> [WORK ORDER] Continue the recovery account printed below, starting right after its last sentence. The records that follow it are not part of the account.

> [EXCERPT TO READ]

■ ■ ■

My Journey of Recovery

It was a pretty spring day in May two-and-a-half years ago. Mother’s Day weekend. I found myself sitting in a conference room at a recovery center in another state. I was attending a family workshop with a dozen other strangers sharing the awful bond of having an adult child in treatment for drug addiction. The more accurate term for the affliction is “substance use disorder,” but whatever you call it, it had almost killed my son and left me deeply wounded.

It wasn’t easy for me to sit in that room. I didn’t know what to expect. My mind kept playing back events of the previous four years, the years my son’s brain was caught in the vice grip of heroin addiction. I was numb just thinking about all the horror but so grateful that he had survived his latest overdose and had finally hit his bottom. He wanted treatment and I had come to the workshop to learn, or so I thought, how I was going to help him stay alive. I was mistaken in expecting the counselors there to tell me it was my entire fault. I was willing to listen to whatever they hurled at me as long as they gave me the “magic answer card.” I wanted to leave there with a game plan. “Just tell me what I need to do to keep him alive,” I thought to myself. “Call me every name in the book. I don’t care. Just tell me what I need to do for him.”

The first day of the workshop was filled with explanations of the disease of addiction and why it is so baffling, cunning and crippling for those who suffer from it. I was no stranger to people afflicted by it. Other family members had struggled with addiction embraced sobriety and went on to live better lives. I thought the struggle was theirs alone. After all, I knew I didn’t cause the addiction, so I saw myself as a spectator in both the path of addiction and the recovery process. That view was different when it came to my son’s addiction, I guess in part because as a parent, I had a vested interest in making sure my son survived. That was my duty as his mother. I was the reason he was here on this planet.

■ ■ ■

> [MATERIAL SUPPLIED]
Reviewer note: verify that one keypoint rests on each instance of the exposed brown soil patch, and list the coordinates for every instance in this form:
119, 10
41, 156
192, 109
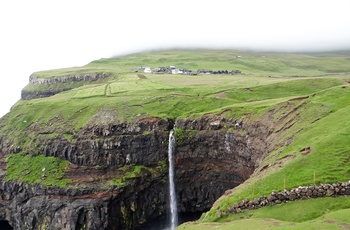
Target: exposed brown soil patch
299, 98
150, 119
85, 174
221, 95
305, 151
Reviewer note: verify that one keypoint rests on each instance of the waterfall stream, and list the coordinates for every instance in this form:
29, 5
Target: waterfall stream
172, 194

■ ■ ■

> [TASK RESPONSE]
To my surprise, I was told at the workshop that I was not a spectator to the process. I was in fact, an addict myself. Addiction is a family disease, I was told.  My “drug of choice” was co-dependency. I was collateral damage. We were all the “walking wounded” and needed to understand how we had been caught in the unmanageable insanity of our addicts. My behaviors, in desperate attempts to manage, control, influence and save the life of my son, had actually come to mimic the same behaviors my son exhibited in his attempts to manage, control and perpetuate his drug use. My life had become a vicious cycle that was being sucked dry of any joy or hope…the same cycle my son faced every time his addiction won the battle in his brain.

Then the clinician at the workshop told us that we had already done everything we needed to do to help our children. We had brought them to treatment. My obligation to my son was complete because the only person who could keep my son sober and alive was him. I needed to understand that I had no control over whatever choice my son made in regards to his future. He would learn in treatment what he could do to stay sober. The decision to do it or not rested within him. I had no control over his sobriety. At first I felt helpless after getting this news. I realized the clinician was right. The only thing I could control was my own recovery, and I had a lot of work to do if I wanted to get better.

By the end of the second day of the workshop, I was struggling with the notion of embracing myself and my recovery. I didn’t know exactly what I was going to do, but I knew I had to do one very important thing first. I had to forgive myself. I had to let go of all of the guilt that had consumed me up to that point. It was keeping me from moving forward. So I forgave myself on that day and started my own journey of recovery.

We learned many valuable lessons and skills at the workshop…how to set and hold healthy boundaries for ourselves, the difference between helping versus enabling, the importance of self-care, how to deal with all the feelings that get churned up and exposed at a time like this, plus new, effective ways to communicate with our adult children after treatment. I left the workshop with a new “toolbox full of tools” to build on the foundation of my recovery. I’ve been building ever since.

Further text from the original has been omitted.